Reproduce all of the listing below without alteration.

Dataset items:

☆ ☆ ☆ ☆ ☆ ☆ ☆

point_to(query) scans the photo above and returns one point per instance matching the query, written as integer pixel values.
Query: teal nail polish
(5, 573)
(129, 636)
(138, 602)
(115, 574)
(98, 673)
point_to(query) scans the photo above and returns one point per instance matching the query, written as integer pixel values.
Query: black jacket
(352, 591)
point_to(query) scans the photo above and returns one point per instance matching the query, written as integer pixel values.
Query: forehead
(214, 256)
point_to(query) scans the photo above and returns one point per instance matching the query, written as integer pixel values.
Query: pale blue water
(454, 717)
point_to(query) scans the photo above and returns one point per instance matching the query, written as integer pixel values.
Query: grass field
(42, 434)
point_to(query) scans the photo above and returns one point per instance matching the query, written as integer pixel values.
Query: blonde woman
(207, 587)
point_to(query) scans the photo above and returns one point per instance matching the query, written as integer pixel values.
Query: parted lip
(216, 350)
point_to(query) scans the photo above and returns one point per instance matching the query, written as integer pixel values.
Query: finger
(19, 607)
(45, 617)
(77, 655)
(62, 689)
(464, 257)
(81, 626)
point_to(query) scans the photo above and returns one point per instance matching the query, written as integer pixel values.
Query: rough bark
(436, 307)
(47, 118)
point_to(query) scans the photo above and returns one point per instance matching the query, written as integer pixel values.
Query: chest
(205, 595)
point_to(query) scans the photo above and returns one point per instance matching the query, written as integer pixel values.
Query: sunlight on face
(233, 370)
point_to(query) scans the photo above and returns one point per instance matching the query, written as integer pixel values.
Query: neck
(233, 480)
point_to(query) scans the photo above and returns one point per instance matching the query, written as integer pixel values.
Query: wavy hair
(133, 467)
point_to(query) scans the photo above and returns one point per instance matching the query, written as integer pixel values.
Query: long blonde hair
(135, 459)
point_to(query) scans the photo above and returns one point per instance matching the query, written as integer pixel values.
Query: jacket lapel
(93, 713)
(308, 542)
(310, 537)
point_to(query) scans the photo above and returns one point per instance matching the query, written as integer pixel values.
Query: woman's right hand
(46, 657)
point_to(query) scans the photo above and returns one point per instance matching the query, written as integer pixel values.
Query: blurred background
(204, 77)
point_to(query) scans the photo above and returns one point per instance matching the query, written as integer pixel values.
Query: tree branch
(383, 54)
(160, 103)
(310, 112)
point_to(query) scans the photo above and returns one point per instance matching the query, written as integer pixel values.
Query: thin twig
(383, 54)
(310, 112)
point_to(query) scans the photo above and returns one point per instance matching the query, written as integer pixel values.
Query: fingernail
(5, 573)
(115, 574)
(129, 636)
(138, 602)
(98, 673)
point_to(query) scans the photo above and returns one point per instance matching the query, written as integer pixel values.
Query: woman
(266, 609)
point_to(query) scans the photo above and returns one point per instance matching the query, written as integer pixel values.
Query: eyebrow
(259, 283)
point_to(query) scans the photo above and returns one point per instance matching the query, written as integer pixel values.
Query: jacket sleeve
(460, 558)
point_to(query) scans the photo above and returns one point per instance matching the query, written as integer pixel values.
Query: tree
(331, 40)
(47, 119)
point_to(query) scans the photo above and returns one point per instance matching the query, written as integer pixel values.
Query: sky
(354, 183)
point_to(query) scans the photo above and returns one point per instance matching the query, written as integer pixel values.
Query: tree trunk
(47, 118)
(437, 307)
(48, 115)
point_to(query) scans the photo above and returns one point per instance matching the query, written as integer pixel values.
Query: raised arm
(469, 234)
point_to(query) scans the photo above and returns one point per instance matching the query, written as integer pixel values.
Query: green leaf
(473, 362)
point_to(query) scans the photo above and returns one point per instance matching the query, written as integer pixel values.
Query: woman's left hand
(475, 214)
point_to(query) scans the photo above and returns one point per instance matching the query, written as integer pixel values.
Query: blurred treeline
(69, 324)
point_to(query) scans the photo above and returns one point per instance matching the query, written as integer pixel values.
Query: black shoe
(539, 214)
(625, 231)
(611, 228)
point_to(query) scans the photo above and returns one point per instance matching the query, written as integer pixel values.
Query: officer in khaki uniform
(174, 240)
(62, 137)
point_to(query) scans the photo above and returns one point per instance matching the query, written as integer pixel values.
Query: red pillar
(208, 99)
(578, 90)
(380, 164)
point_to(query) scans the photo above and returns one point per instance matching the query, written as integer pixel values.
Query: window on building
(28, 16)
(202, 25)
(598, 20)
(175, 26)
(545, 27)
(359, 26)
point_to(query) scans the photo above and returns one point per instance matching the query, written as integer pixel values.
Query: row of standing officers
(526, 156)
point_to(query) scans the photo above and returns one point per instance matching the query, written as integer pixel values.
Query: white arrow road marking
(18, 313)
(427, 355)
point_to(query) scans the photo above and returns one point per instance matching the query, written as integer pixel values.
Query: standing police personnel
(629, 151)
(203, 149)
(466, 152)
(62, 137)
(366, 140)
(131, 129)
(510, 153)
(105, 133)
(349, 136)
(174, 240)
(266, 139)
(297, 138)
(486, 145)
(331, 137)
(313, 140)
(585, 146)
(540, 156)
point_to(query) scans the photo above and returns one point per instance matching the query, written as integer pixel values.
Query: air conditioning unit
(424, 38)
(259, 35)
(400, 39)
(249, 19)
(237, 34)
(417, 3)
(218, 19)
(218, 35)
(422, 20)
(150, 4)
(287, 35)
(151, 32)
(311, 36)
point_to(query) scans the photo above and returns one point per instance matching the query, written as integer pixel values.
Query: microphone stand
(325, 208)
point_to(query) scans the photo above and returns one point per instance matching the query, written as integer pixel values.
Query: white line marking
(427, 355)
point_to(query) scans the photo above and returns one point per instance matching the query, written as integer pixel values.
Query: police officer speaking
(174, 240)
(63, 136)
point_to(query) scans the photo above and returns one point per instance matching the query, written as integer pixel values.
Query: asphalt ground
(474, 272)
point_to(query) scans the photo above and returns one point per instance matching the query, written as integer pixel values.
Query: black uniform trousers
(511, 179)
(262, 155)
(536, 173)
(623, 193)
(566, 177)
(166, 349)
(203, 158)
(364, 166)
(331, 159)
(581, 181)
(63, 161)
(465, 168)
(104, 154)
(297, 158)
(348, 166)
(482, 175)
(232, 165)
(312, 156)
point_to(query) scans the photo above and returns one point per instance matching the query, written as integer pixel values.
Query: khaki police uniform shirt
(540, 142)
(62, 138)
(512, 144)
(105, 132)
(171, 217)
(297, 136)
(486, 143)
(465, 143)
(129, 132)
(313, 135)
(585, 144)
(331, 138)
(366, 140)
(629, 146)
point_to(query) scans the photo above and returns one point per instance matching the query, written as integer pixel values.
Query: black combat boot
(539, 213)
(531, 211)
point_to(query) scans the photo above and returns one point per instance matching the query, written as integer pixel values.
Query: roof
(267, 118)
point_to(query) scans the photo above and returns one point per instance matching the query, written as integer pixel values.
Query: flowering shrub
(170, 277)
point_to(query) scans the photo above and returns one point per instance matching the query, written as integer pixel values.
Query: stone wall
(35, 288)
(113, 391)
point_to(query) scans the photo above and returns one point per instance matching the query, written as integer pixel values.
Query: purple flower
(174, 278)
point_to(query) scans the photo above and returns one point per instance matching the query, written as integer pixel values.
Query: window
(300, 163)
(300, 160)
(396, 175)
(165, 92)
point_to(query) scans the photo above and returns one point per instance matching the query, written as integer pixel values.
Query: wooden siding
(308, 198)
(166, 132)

☆ ☆ ☆ ☆ ☆ ☆ ☆

SOLUTION:
point_to(query) scans the photo above and returns one point per instance matching the query, written as integer pixel values.
Query: teal nail polish
(5, 573)
(129, 636)
(138, 602)
(115, 574)
(98, 673)
point_to(query) scans the photo above and returns one point per instance matching the query, written as integer pixel values.
Query: black jacket
(352, 591)
point_to(query) scans the photo above and returns one point per instance matching the query, written as integer pixel values.
Query: forehead
(214, 256)
point_to(query) scans the photo above and returns one point per instance matching the query, written as integer pixel values.
Query: pale blue water
(454, 717)
point_to(query) scans the photo above and returns one point per instance matching the query, written as integer pixel values.
Query: grass field
(42, 434)
point_to(query) scans the photo above and returns one point per instance matching the query, written as integer pixel values.
Query: blonde woman
(207, 587)
point_to(query) scans the photo above and returns one point per instance matching the query, written as integer pixel values.
Query: parted lip
(216, 350)
point_to(query) scans the photo above and returns one point per instance matching the query, written as integer pixel values.
Query: finger
(19, 607)
(45, 617)
(77, 655)
(62, 689)
(464, 257)
(81, 626)
point_to(query) scans the photo above and returns one point per instance matching the query, written as integer pixel values.
Query: rough bark
(436, 307)
(47, 118)
point_to(query) scans the photo above and returns one point per instance matching the query, written as integer pixel values.
Query: chest
(205, 595)
point_to(query) scans the photo above and returns one point per instance matching the query, written as integer pixel values.
Query: sunlight on face
(233, 370)
point_to(query) scans the photo above and returns one point per instance matching the query, written as integer pixel values.
Query: neck
(233, 480)
point_to(query) scans the photo above and returns one point per instance matching the query, written as integer pixel values.
Query: wavy hair
(133, 467)
point_to(query) scans the photo above and returns one point per instance matching the query, written as integer pixel values.
Query: long blonde hair
(135, 459)
point_to(query) scans the photo above and returns one point per instance matching the query, written as integer pixel values.
Query: jacket lapel
(93, 713)
(308, 542)
(310, 537)
point_to(query) scans the photo above and returns one point per instance matching the query, written as integer pixel values.
Query: woman's right hand
(46, 657)
point_to(query) scans the photo above and returns one point per instance matching the query, written as integer pixel values.
Query: blurred background
(204, 77)
point_to(query) scans the photo above and returns one point per instance matching the query, written as integer pixel values.
Query: tree branch
(383, 54)
(160, 103)
(310, 112)
point_to(query) scans the photo above and returns one point per instance matching the query, written as integer pixel values.
Query: thin twig
(383, 54)
(310, 112)
point_to(query) scans the photo above and returns one point per instance matching the query, written as integer pixel values.
Query: fingernail
(5, 573)
(115, 574)
(129, 636)
(138, 602)
(98, 673)
point_to(query) scans the photo above and returns one point per instance matching the query, written as integer pixel values.
Query: woman
(266, 609)
point_to(query) scans the photo above and returns one point per instance matching the query, written as integer pixel values.
Query: eyebrow
(259, 283)
point_to(query) scans the photo above and returns one point per instance matching the query, written as integer pixel values.
Query: jacket sleeve
(460, 558)
point_to(query) scans the photo above and returns one point per instance matching the query, written as integer pixel values.
Query: tree
(331, 40)
(47, 119)
point_to(query) scans the photo above and returns one point per instance matching the query, written as integer pixel values.
Query: sky
(354, 183)
point_to(query) scans the photo above and returns one point per instance matching the query, written as integer pixel values.
Query: tree trunk
(47, 118)
(437, 307)
(48, 115)
point_to(query) scans the photo above and returns one point per instance matching the query, written as integer pixel values.
Query: raised arm
(469, 234)
point_to(query) scans the photo above and returns one point per instance matching the query, written as integer pixel values.
Query: green leaf
(473, 362)
point_to(query) scans the photo above and returns one point per instance matching the query, written as integer pixel values.
Query: woman's left hand
(475, 214)
point_to(query) scans the photo above and returns one point per instance matching the query, written as integer pixel values.
Query: blurred treeline
(69, 324)
point_to(query) scans the photo above and returns one point per instance matching the query, written as integer pixel values.
Query: black shoe
(539, 214)
(625, 231)
(611, 228)
point_to(query) scans the photo above and returns one point per instance matching the query, written as integer pixel values.
Query: officer in khaki uniform
(174, 240)
(62, 137)
point_to(query) scans the photo above and returns one point per instance matching the query, written as integer pixel values.
Query: red pillar
(208, 99)
(578, 90)
(380, 164)
point_to(query) scans the photo above and returns one point per instance matching the query, written as integer pixel values.
Query: window on building
(28, 16)
(202, 25)
(598, 20)
(175, 26)
(545, 27)
(359, 26)
point_to(query) scans the photo above and returns one point per instance matching the query, written as integer pixel values.
Query: row of standing officers
(526, 156)
point_to(query) scans the photo above and returns one point per instance matching the query, written as integer pixel values.
Query: white arrow road marking
(18, 313)
(427, 355)
point_to(query) scans the photo above and returns one point per instance matching the query, written as integer pixel values.
Query: standing police personnel
(629, 151)
(203, 149)
(466, 152)
(62, 137)
(366, 140)
(131, 129)
(510, 153)
(105, 133)
(349, 136)
(174, 240)
(266, 139)
(297, 138)
(486, 145)
(331, 137)
(313, 140)
(585, 146)
(540, 156)
point_to(query) scans the photo above and returns one point per instance matching the query, written as integer pixel values.
Query: air conditioning unit
(424, 38)
(259, 35)
(400, 39)
(249, 19)
(237, 34)
(417, 3)
(218, 19)
(218, 35)
(422, 20)
(150, 4)
(287, 35)
(151, 32)
(311, 36)
point_to(query) scans the photo above and returns one point per instance matching the query, written as integer pixel values.
Query: microphone stand
(325, 208)
point_to(query) scans the photo above and returns one point per instance matching the query, written as integer pixel values.
Query: white line marking
(427, 355)
point_to(query) scans the photo above and returns one point per instance matching the query, written as integer pixel values.
Query: police officer speaking
(174, 240)
(63, 136)
point_to(query) scans the photo above and returns one point per instance matching the query, written as integer pixel values.
Query: asphalt ground
(474, 272)
point_to(query) scans the photo above and returns one point per instance matching the query, written as integer pixel values.
Query: black uniform trousers
(511, 179)
(262, 155)
(536, 173)
(623, 193)
(566, 177)
(166, 349)
(203, 158)
(364, 166)
(331, 159)
(581, 181)
(63, 161)
(465, 168)
(104, 154)
(297, 158)
(348, 166)
(482, 175)
(232, 165)
(312, 156)
point_to(query) scans the photo above and returns one point per instance matching the query, written as integer pixel values.
Query: khaki police uniform shirt
(540, 142)
(62, 138)
(512, 144)
(105, 132)
(171, 217)
(297, 136)
(486, 143)
(465, 143)
(129, 132)
(313, 135)
(585, 144)
(331, 138)
(366, 140)
(629, 146)
point_to(query) scans the photo above and returns one point per instance matching the query, written as integer pixel values.
Query: black combat boot
(539, 213)
(531, 211)
point_to(query) scans the photo above and returns one point per instance matching the query, written as integer pixel values.
Query: roof
(267, 118)
point_to(query) scans the photo above and returns one point per instance matching the query, written as integer pixel values.
Query: flowering shrub
(170, 277)
point_to(query) scans the photo above and returns one point per instance matching the query, written as integer pixel values.
Query: stone wall
(35, 288)
(113, 391)
point_to(query) scans the photo above and returns one point per instance matching the query, written as integer pixel values.
Query: purple flower
(174, 278)
point_to(query) scans the photo above and returns one point per instance matching the query, written as integer pixel values.
Query: window
(300, 163)
(300, 160)
(396, 175)
(165, 92)
point_to(query) scans the photo above and returns one point per instance matching the query, written as integer pixel values.
Query: wooden siding
(308, 198)
(166, 132)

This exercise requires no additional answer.